### What is needed
Without changing a single word, set down all of the records.

### Input data

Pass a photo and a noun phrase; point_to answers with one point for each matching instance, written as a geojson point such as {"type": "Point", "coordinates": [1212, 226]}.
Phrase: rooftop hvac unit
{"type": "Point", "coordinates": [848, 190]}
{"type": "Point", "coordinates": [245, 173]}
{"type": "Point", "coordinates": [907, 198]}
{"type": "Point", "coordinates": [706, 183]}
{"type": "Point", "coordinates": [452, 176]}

### Response to the task
Pass a photo and a noun phrase; point_to answers with one point for each matching instance, written as a geojson point such as {"type": "Point", "coordinates": [1212, 226]}.
Phrase: rooftop hvac unit
{"type": "Point", "coordinates": [848, 190]}
{"type": "Point", "coordinates": [245, 173]}
{"type": "Point", "coordinates": [907, 198]}
{"type": "Point", "coordinates": [706, 183]}
{"type": "Point", "coordinates": [452, 176]}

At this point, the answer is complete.